The entries below are to be returned exactly. Include all of them.

RECORDS FOR PROCESSING:

◇ ◇ ◇

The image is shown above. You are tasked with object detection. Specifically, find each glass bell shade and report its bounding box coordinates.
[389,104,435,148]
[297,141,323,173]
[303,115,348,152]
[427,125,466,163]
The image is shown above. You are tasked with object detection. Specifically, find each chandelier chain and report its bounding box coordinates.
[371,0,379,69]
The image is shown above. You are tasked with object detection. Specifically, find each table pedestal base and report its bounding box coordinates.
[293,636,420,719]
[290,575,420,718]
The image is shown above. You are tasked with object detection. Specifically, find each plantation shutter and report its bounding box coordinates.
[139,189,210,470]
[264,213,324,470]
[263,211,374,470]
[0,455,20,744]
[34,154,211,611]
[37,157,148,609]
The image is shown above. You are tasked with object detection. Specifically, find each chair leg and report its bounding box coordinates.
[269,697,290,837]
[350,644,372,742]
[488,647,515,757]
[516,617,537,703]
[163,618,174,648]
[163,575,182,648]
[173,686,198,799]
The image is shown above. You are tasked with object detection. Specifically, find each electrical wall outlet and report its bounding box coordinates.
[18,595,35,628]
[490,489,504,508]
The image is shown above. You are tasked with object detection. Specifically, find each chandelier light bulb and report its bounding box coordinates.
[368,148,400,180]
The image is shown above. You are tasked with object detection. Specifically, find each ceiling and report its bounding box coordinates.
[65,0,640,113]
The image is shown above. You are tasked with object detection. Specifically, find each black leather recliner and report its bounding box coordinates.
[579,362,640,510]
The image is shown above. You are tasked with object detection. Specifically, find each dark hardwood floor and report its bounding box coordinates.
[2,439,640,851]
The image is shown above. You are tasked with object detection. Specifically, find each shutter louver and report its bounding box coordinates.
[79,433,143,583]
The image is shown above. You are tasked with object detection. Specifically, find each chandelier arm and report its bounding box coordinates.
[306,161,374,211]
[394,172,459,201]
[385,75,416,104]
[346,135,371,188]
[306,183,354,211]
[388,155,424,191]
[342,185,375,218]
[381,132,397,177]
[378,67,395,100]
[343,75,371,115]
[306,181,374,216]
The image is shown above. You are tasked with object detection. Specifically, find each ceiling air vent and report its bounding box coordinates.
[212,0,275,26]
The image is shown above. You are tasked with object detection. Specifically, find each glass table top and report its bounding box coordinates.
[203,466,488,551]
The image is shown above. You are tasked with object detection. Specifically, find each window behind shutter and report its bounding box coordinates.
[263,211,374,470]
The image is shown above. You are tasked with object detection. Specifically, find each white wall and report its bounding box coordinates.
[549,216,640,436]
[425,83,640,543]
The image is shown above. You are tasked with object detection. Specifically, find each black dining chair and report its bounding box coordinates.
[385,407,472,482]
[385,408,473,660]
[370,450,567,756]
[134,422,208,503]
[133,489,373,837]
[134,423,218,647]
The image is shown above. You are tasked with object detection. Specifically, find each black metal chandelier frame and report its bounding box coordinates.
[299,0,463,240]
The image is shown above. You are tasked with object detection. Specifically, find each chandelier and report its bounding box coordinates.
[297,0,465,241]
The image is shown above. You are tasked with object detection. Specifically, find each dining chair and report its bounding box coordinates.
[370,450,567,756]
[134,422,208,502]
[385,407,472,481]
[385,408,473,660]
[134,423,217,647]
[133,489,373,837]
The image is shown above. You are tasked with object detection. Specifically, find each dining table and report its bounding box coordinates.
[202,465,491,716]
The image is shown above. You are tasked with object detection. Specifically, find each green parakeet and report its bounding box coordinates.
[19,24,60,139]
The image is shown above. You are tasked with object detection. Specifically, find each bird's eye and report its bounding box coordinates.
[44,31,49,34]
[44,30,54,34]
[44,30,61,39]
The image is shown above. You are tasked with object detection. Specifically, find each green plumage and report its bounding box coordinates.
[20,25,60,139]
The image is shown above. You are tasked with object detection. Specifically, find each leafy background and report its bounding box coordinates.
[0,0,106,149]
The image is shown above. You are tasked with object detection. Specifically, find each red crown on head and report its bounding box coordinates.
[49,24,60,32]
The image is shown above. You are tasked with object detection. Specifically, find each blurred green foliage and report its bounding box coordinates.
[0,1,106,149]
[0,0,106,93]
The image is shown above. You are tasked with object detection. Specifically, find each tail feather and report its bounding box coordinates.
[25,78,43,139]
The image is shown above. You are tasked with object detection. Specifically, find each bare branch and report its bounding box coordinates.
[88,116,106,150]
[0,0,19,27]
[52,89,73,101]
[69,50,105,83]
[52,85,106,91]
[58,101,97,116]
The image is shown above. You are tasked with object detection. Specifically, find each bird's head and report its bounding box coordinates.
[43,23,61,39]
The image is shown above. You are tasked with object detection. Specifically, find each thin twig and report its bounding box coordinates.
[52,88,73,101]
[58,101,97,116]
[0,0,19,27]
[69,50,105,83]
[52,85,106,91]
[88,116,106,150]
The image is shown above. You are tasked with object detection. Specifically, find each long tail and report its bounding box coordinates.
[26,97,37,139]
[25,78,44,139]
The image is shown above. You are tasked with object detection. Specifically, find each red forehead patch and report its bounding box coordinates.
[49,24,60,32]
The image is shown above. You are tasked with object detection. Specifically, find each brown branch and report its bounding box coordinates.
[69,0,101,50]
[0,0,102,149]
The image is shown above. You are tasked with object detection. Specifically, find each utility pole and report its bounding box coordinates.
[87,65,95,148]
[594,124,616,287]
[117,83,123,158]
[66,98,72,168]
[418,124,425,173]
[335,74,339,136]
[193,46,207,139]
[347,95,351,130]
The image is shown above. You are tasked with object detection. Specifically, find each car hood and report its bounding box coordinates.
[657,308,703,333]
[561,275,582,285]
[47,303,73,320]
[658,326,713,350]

◇ ◇ ◇

ANSWER TO THE EXERCISE:
The image is shown above. You are tasked with object detection. Specifically, find each glass bell shade and report its bounding box coordinates.
[389,104,435,148]
[297,141,323,173]
[303,115,348,152]
[427,125,466,163]
The image is shown above. You are tasked with object detection. Specifically, find each chandelier chain and report its bounding box coordinates.
[371,0,379,69]
The image is shown above. You are tasked with object detection. Specifically, find each table pedestal base and report its bounding box coordinates.
[293,636,420,719]
[290,575,420,718]
The image is shown above. You are tasked with object detection. Specifically, find each plantation shutter and report its bounding box coordinates.
[139,189,210,470]
[264,213,324,470]
[263,211,374,470]
[0,455,20,744]
[34,154,211,611]
[37,157,148,609]
The image is shown above. You are tasked with object detection. Specifically, find each chair leg and report its bounding box coordinates.
[269,697,290,837]
[350,644,372,742]
[488,647,515,757]
[516,617,537,703]
[163,618,174,648]
[163,575,182,648]
[173,686,198,799]
The image is shown above. You are tasked with object detection. Specifically, find each electrical wall outlet and report its bounding box coordinates.
[18,595,35,628]
[490,489,504,508]
The image is shown above. You are tasked with object detection. Specifically, find each chandelier light bulb and report its bounding box coordinates.
[368,148,400,180]
The image is shown above. You are tasked with object detection. Specifically, find each ceiling and report its bounding box coordinates.
[65,0,640,113]
The image is shown above. You are tasked with object detection. Specifically, find each black leather recliner and report its bounding box coordinates.
[579,362,640,510]
The image is shown above. You are tasked with object detection. Specifically, find each dark hardwood floor and report its bounding box coordinates.
[2,439,640,851]
The image is shown above. You are tasked with object detection. Specifically, find each shutter louver and report its bounding box coordinates.
[79,433,143,583]
The image is shown above. You are tasked with object detection. Specifically, find each chandelier arm and report its bounding box coordinates.
[306,161,374,211]
[394,172,459,201]
[385,75,416,104]
[346,135,371,188]
[306,183,354,211]
[388,155,424,191]
[342,185,375,218]
[381,132,397,177]
[378,67,395,100]
[343,75,371,115]
[306,181,374,216]
The image is shown above. You are tasked with object detection. Specifically, find each ceiling air vent and report its bounding box coordinates.
[212,0,275,26]
The image is shown above. You are tasked with object detection. Specifically, find each glass table top and report its bounding box coordinates.
[203,466,488,551]
The image is shown above. You are tasked with object detection. Specifically, find each window behind shutter and report its bounding box coordinates.
[263,211,374,470]
The image is shown above. You are tasked with object detection. Specifically, find each white wall and report its bounding box coordinates.
[549,216,640,436]
[425,83,640,543]
The image is shown above. You are tasked with object detection. Specifically, find each black dining chair and report its bounding box coordinates.
[385,407,472,482]
[385,408,473,660]
[370,450,567,756]
[134,422,208,503]
[133,489,373,837]
[134,423,218,647]
The image is shown above. You are tasked with object detection. Specifically, find each black metal chandelier frame and report its bounding box coordinates.
[299,0,463,240]
The image is shown above. You are tasked with object detection. Specifically, find each chandelier and report its bounding box coordinates.
[297,0,465,241]
The image is shown above. You are tasked with object detection. Specifically, find each dining chair and report its bounding box coordinates.
[370,450,567,756]
[134,422,208,502]
[385,407,472,481]
[385,408,473,660]
[134,423,217,647]
[133,489,373,837]
The image is shown above. You are tasked with object detection. Specifically, find each dining table and report its bounding box coordinates.
[202,465,491,716]
The image is shown above. You are tasked with object detection. Specifically, find each green parakeet and report its bounding box coordinates.
[19,24,60,139]
The image is shown above. You are tasked with object detection. Specifically, find each bird's eye and report its bounding box coordinates.
[44,31,49,34]
[44,30,54,34]
[44,30,61,39]
The image is shown above. You are tasked with object detection. Specifically, find each green plumage and report its bounding box coordinates.
[20,25,60,139]
The image is shown above. You are tasked with object detection. Specifically, find each leafy background and report its bounding box coordinates.
[0,0,106,149]
The image is shown above. You are tasked with object detection. Specifically, find each red crown on head and report its bounding box coordinates.
[49,24,60,32]
The image is shown above. You are tasked with object detection. Specifically, find each blurred green foliage and report its bounding box coordinates.
[0,1,106,149]
[0,0,106,93]
The image is shown above. You are tasked with object detection. Specifically, find each tail feather and report its bounding box coordinates.
[25,78,43,139]
The image is shown above. You are tasked with object detection. Specifically, find each bare branch and report its bounding box coordinates.
[88,116,106,150]
[0,0,19,27]
[52,89,73,101]
[69,50,105,83]
[52,85,106,91]
[58,101,97,116]
The image is shown above. You are tasked with object detection. Specifically, find each bird's head and report its bounding box coordinates.
[43,23,61,39]
The image is shown above. You are tasked with object detection. Specifically, find each thin twig and report its bounding box coordinates.
[52,88,73,101]
[58,101,97,116]
[0,0,19,27]
[69,50,105,83]
[52,85,106,91]
[88,116,106,150]
The image is shown above. You are tasked with object detection. Specifically, find each long tail and report its bounding box coordinates.
[26,97,37,139]
[25,78,44,139]
The image is shown above. You are tasked with object detection. Specifically, find each red forehead patch and report its bounding box coordinates.
[49,24,60,32]
The image is shown above. You are tasked with object detection. Specifically, find each brown branch and report its bounding box coordinates.
[69,0,101,50]
[0,0,102,149]
The image is shown above. You are tasked with object detection. Specifically, find each utility pole and report its bounding box coordinates.
[87,65,95,148]
[594,124,616,287]
[117,83,123,158]
[66,98,72,168]
[418,124,425,173]
[335,74,339,136]
[193,46,207,139]
[347,95,351,130]
The image is shown above. You are tasked with object detection. Specifically, find each car hood and report its bounding box coordinates.
[657,308,703,333]
[561,275,582,285]
[47,303,73,320]
[658,326,713,350]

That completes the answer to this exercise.